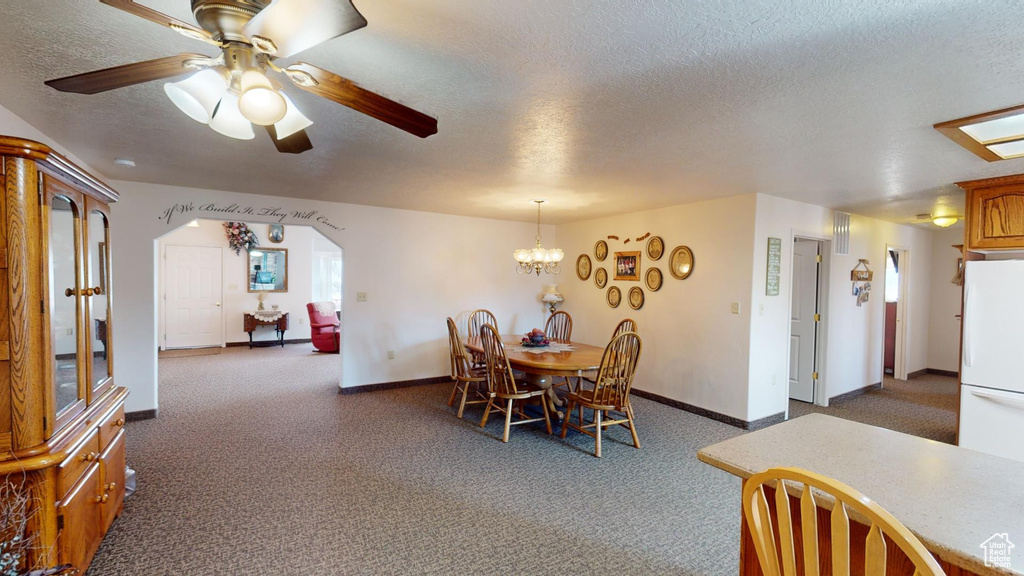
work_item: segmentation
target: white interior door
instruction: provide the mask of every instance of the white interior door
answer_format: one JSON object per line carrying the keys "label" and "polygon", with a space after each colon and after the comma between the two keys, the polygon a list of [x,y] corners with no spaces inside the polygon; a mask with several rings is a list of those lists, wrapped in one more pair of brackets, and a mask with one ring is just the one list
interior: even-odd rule
{"label": "white interior door", "polygon": [[814,402],[814,358],[818,313],[818,245],[793,244],[793,318],[790,327],[790,398]]}
{"label": "white interior door", "polygon": [[223,344],[222,250],[167,246],[164,257],[164,347]]}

────────

• Instruction: Copy every line of the material above word for word, leaving out the pictures.

• Written response:
work_item: segmentation
target: white interior door
instruction: provide the mask of every instance of the white interior door
answer_format: one JSON object per line carrying the keys "label" and "polygon", with a space after each colon and after the comma between the two keys, the polygon a list of [x,y] corners with no spaces inside the polygon; a mask with several rings is a list of those lists, wrapped in one more pair of brackets, and a mask with one ring is just the one list
interior: even-odd rule
{"label": "white interior door", "polygon": [[814,402],[814,358],[818,313],[818,245],[793,244],[793,318],[790,327],[790,398]]}
{"label": "white interior door", "polygon": [[223,344],[222,250],[167,246],[164,257],[164,347]]}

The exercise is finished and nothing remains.